(INFORMATION PROVIDED)
::::

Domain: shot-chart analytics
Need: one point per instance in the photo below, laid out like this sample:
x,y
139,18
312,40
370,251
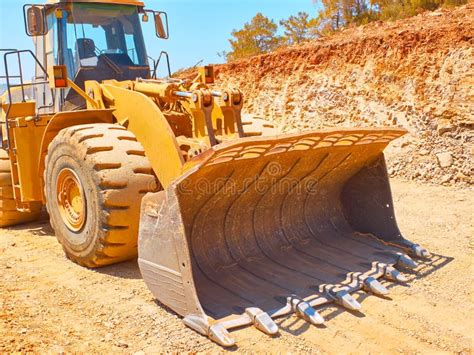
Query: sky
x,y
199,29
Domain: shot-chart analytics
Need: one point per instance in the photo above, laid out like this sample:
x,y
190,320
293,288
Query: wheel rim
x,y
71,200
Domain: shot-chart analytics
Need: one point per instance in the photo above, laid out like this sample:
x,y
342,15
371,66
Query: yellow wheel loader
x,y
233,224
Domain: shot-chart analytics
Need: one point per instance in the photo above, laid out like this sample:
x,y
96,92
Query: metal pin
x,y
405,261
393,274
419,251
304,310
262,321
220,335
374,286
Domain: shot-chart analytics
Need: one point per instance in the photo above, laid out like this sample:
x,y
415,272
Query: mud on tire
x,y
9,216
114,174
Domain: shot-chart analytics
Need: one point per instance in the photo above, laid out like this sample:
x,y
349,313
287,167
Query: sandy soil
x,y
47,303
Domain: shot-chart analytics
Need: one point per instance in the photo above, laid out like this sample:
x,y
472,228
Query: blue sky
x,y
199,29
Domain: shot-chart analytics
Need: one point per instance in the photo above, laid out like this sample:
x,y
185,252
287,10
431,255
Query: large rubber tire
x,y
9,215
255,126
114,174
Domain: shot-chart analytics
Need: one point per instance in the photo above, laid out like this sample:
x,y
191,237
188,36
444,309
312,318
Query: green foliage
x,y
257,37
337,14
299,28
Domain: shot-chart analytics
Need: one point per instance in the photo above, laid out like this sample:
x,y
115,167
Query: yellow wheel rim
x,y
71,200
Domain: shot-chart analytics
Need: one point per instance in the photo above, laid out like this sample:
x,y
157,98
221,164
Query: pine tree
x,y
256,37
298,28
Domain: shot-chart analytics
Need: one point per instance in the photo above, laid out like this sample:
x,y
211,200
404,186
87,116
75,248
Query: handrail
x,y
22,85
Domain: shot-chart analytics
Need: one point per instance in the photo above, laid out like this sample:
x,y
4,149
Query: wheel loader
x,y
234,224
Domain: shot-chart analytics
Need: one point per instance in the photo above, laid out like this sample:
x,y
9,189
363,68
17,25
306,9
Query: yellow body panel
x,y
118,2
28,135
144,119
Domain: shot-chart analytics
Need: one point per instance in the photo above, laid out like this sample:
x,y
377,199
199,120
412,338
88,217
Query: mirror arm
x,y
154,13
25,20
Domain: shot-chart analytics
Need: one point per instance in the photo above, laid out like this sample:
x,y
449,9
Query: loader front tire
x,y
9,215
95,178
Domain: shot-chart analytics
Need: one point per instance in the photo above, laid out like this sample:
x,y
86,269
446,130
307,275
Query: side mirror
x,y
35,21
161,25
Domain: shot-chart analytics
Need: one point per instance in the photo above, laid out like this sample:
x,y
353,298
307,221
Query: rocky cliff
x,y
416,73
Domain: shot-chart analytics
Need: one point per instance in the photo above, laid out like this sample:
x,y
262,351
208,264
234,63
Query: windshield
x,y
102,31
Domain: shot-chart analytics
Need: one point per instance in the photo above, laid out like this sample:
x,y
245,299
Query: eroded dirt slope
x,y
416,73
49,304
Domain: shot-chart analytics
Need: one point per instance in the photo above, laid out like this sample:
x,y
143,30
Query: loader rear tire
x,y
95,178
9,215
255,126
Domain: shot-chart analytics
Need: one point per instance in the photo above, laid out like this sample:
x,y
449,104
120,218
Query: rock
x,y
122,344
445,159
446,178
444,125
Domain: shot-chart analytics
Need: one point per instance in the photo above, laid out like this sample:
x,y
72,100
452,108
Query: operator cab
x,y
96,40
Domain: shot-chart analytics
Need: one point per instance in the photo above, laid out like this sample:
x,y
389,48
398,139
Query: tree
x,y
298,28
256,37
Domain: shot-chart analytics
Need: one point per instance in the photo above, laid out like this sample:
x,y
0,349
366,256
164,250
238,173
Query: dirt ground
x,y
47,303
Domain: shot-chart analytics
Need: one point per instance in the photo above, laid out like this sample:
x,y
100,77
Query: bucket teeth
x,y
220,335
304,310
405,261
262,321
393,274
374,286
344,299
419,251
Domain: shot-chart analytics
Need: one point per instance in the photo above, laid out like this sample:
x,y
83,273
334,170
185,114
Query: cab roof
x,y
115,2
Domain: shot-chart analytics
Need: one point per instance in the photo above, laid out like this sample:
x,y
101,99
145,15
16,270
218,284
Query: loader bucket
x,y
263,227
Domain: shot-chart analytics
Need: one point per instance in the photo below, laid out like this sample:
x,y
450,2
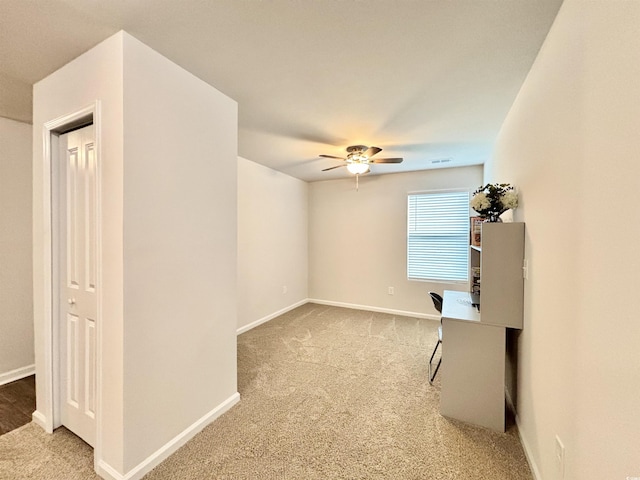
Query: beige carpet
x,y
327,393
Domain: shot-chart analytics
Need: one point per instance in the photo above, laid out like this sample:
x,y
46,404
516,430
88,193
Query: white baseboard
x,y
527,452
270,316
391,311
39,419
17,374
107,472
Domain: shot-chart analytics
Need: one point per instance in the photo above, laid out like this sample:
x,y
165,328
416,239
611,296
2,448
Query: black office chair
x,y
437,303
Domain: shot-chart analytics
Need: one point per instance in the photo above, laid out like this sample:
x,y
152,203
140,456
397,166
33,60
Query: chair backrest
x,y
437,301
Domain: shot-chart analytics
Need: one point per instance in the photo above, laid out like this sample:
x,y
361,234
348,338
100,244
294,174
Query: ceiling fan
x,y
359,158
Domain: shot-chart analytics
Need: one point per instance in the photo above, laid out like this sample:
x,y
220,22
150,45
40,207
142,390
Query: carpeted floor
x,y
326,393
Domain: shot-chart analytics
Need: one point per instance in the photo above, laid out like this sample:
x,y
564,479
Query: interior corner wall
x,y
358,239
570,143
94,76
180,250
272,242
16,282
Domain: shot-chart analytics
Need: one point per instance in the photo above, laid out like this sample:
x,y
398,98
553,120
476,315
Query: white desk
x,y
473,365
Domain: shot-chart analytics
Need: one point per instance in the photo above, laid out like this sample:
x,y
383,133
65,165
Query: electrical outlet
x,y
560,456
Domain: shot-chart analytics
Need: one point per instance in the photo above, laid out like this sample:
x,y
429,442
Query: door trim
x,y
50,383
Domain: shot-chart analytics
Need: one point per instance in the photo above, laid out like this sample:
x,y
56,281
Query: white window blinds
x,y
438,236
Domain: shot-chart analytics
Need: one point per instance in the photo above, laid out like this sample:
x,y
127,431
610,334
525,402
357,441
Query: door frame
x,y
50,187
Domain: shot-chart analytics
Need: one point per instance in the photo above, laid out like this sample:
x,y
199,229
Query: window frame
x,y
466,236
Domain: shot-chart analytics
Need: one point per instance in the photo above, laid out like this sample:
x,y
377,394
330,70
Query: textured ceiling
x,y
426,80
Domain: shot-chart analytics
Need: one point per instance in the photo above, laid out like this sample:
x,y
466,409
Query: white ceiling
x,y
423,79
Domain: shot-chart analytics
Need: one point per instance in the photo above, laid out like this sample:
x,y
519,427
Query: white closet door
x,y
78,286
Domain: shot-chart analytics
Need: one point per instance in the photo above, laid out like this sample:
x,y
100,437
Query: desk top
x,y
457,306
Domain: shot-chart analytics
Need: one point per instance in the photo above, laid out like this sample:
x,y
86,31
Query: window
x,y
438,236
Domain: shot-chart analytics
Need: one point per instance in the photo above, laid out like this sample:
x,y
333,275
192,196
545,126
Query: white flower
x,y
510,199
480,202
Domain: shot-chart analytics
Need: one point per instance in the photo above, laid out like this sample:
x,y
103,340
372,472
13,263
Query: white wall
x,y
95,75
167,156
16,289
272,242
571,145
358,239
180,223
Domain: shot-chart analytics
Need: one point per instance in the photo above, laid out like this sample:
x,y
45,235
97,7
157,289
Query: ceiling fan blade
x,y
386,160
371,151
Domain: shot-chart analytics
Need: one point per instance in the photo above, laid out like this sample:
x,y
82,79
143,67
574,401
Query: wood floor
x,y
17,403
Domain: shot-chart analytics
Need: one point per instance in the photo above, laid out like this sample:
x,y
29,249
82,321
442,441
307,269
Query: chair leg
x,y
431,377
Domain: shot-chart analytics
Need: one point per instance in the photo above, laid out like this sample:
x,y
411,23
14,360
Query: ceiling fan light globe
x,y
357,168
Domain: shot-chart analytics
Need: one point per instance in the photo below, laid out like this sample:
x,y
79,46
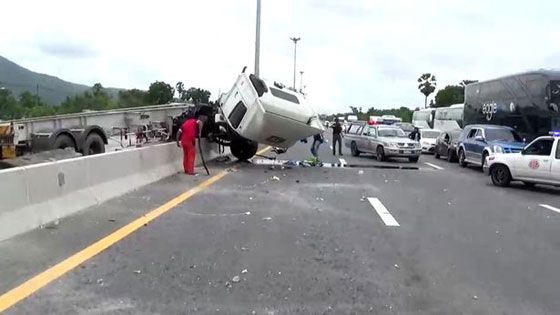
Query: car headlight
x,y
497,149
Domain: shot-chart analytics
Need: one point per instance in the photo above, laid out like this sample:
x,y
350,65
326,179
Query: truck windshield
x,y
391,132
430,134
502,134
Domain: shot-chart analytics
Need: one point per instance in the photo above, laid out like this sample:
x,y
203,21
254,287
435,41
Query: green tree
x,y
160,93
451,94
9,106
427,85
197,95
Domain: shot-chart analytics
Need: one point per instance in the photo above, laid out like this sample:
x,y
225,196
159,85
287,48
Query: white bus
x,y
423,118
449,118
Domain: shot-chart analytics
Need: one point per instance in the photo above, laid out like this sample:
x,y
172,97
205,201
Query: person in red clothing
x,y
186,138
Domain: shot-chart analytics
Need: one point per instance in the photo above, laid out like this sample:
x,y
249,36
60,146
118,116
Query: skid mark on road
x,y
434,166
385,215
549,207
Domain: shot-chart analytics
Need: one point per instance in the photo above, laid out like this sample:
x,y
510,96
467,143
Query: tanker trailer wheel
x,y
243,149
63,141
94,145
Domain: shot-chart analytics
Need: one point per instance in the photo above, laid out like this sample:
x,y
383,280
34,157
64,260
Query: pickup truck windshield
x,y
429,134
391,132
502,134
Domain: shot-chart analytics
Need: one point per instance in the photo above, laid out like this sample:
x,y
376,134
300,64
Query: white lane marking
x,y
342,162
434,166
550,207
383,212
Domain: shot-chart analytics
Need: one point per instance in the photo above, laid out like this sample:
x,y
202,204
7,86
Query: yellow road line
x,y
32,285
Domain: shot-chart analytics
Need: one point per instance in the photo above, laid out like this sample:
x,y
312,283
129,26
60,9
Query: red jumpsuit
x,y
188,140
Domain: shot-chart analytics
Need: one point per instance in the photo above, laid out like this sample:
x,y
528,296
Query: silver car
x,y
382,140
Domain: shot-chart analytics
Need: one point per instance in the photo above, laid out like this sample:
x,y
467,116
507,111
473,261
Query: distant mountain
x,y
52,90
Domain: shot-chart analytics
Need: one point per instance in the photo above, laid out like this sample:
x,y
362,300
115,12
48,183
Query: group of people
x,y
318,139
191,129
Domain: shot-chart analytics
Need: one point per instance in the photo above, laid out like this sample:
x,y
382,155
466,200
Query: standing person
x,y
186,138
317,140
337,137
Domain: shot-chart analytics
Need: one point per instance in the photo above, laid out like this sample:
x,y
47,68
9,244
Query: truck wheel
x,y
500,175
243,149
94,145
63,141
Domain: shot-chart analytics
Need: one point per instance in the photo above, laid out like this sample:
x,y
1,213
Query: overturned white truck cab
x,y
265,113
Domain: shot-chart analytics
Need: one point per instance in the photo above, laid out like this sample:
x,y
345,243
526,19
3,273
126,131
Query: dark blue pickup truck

::::

(INSTRUCTION)
Copy out every line in the items above that contains the string "chair", matching case exactly.

(WRITTEN SOLUTION)
Query: black office chair
Query: chair backrest
Query: chair leg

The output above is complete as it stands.